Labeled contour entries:

• • • •

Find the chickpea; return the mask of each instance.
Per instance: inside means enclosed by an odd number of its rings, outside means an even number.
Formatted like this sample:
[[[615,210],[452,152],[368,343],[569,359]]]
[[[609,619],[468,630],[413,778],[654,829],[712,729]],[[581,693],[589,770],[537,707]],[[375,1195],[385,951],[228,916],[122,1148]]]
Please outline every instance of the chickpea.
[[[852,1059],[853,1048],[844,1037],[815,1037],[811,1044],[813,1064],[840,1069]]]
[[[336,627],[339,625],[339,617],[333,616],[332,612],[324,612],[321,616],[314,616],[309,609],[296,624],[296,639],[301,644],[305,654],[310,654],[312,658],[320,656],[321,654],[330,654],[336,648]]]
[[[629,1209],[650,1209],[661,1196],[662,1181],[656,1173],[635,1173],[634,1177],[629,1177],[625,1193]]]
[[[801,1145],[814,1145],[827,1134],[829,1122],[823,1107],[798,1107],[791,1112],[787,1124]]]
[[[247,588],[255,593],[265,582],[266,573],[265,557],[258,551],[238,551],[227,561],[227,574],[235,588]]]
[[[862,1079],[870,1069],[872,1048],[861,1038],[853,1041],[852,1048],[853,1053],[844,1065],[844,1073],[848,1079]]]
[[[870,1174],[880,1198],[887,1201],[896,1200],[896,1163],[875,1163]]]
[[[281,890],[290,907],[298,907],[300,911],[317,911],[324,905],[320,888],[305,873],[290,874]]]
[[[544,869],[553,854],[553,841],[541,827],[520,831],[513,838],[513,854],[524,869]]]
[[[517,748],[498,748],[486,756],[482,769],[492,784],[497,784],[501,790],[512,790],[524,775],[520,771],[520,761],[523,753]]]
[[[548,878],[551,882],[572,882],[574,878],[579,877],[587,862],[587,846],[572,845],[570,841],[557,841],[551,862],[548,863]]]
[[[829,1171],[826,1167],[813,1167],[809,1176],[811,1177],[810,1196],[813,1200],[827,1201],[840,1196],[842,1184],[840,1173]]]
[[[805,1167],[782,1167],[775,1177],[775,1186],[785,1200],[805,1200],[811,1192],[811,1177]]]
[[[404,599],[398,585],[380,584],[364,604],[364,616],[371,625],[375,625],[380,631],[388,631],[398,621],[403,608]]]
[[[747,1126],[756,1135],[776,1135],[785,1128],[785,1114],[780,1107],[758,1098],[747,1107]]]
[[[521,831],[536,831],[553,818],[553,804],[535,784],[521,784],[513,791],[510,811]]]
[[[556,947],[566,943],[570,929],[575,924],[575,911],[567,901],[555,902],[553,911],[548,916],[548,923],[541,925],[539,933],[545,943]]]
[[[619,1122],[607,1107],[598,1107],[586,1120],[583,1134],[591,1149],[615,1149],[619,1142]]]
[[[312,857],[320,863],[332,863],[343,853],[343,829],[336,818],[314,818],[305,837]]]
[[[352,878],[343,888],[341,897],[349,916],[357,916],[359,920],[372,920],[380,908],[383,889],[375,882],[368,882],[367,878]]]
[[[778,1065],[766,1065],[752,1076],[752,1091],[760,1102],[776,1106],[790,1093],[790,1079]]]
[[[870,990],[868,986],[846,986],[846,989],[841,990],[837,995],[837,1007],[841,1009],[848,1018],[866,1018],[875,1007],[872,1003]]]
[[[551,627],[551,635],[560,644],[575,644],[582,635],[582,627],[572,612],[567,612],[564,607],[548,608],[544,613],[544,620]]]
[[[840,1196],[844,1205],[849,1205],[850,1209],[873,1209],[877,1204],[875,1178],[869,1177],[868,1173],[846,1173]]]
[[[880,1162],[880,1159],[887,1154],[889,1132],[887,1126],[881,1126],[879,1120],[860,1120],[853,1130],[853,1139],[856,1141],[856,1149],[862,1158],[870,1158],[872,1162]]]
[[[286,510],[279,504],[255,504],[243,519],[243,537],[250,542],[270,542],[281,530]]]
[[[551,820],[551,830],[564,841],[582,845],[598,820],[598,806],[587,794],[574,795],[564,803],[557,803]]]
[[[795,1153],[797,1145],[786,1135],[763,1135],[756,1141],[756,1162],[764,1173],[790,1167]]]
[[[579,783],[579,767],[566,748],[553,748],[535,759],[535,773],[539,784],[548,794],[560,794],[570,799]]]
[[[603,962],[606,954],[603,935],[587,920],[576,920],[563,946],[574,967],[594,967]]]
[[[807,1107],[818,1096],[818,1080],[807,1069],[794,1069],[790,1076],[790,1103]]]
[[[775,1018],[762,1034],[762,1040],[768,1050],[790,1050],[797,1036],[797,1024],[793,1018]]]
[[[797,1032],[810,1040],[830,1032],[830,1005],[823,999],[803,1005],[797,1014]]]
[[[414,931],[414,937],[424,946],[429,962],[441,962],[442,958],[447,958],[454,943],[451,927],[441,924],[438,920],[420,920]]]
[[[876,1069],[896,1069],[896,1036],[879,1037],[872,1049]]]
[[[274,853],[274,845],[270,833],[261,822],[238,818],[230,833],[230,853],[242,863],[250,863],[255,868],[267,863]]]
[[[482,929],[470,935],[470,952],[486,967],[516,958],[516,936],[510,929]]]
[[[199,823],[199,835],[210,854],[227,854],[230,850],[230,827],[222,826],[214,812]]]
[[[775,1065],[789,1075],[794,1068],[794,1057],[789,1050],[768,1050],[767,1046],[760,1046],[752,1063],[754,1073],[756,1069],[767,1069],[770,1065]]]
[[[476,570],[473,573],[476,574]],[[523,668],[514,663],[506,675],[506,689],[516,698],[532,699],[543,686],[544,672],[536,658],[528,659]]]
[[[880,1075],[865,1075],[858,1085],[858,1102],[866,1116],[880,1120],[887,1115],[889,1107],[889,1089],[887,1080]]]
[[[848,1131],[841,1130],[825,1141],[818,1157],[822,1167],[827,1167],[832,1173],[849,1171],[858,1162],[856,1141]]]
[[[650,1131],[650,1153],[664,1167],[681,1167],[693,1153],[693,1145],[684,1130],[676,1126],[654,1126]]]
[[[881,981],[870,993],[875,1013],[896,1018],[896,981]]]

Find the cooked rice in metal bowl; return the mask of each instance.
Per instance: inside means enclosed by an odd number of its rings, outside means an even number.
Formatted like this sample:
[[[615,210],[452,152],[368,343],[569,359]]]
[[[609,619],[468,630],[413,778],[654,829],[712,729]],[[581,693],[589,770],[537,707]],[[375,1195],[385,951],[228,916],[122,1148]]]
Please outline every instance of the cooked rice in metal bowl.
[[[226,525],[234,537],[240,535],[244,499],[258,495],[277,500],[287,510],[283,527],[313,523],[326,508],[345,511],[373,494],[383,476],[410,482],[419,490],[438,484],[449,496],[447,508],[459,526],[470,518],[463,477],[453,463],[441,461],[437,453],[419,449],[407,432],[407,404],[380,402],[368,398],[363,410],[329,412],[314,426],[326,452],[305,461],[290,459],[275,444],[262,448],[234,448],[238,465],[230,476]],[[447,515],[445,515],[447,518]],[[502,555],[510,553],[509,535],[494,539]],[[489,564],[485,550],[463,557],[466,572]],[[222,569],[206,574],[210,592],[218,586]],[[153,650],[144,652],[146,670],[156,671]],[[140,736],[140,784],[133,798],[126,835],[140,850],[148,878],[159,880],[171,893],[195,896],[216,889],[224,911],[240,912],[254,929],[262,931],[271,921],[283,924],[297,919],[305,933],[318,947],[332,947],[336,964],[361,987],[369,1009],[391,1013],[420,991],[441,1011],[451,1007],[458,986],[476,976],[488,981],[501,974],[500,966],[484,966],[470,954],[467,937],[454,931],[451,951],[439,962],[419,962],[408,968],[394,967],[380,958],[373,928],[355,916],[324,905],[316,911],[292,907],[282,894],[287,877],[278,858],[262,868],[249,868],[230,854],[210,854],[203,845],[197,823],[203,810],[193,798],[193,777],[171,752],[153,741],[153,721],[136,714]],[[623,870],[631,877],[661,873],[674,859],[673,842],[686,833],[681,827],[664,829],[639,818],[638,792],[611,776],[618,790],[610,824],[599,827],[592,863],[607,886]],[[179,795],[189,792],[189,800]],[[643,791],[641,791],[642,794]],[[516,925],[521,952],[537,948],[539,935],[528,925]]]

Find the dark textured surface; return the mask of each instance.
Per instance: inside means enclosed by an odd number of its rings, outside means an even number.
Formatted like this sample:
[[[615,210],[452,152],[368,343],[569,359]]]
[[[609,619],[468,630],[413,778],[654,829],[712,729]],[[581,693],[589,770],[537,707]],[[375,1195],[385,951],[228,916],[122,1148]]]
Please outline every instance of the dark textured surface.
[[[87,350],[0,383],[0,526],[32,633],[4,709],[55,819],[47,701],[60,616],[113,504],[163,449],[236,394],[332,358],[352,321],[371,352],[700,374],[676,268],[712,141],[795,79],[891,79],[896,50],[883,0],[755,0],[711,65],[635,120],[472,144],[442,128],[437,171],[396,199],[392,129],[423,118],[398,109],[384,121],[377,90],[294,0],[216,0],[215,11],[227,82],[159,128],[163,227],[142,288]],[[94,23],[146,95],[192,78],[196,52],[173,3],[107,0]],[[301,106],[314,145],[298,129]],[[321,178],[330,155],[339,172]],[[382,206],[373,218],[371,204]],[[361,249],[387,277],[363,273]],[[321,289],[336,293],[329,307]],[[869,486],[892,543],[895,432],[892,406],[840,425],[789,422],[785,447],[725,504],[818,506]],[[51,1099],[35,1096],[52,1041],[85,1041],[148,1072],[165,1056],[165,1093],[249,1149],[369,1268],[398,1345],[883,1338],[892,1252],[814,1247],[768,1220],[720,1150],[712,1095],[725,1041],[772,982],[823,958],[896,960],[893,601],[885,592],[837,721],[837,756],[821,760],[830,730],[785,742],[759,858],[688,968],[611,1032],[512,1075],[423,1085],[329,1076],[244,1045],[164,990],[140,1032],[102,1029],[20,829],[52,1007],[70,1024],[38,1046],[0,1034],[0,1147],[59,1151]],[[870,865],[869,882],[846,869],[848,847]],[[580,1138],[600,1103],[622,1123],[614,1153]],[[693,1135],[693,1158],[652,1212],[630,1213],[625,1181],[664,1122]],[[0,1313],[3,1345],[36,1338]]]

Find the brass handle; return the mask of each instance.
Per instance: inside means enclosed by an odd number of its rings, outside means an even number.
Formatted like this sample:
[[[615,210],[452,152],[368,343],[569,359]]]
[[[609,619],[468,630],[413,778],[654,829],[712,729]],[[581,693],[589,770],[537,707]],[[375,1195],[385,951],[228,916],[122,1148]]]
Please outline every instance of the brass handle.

• • • •

Brief
Extract every line from the one containing "Find the brass" through the last line of the data, inclusive, exactly as written.

Solution to the exercise
Find the brass handle; return the mask of each instance.
Per instance: inside means enclosed by an odd number of its rings, outside means an even number.
Formatted like this sample:
[[[615,210],[452,152],[368,343],[569,359]]]
[[[609,619],[468,630],[413,778],[654,829],[712,729]],[[581,693],[589,770],[537,707]],[[375,1195],[385,951],[228,916],[122,1148]]]
Please outline every instance of the brass handle.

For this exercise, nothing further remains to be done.